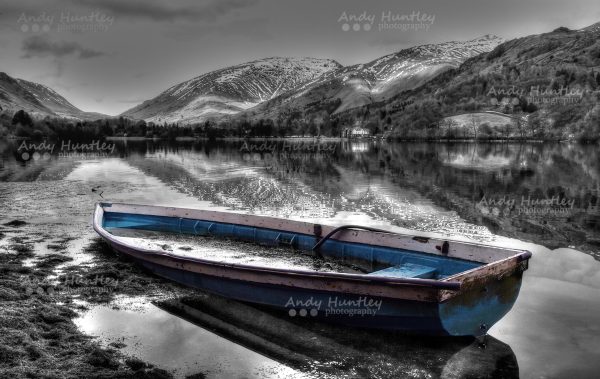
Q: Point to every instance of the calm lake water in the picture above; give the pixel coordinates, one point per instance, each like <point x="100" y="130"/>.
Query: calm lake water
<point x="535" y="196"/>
---
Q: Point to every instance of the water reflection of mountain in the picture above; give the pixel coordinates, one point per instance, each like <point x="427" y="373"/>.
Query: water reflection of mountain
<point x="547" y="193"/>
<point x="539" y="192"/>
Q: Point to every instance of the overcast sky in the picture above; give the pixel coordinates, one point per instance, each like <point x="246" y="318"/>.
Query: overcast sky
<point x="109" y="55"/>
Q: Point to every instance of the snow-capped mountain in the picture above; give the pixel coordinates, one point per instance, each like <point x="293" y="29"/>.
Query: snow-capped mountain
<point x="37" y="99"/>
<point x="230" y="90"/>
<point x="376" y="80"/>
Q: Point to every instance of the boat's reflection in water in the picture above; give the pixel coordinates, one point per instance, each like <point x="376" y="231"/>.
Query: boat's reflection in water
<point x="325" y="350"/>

** Required work **
Using the entries shown above, reproduce verbatim the lines from the line bearing "Q: Point to every instance of the snow-capped" to the line bearing "Q: Point to every instance of the boat's", inclusive.

** Expected answer **
Q: Point to every instance of the snow-capped mountain in the picture above; give the pixel coordinates, one point per instance, each like <point x="293" y="29"/>.
Query: snow-capped mountain
<point x="37" y="99"/>
<point x="230" y="90"/>
<point x="376" y="80"/>
Q: Point to every instance of the boat's reflection in water in the picture above; give the pixel coordinates, one point per instance, each like <point x="376" y="231"/>.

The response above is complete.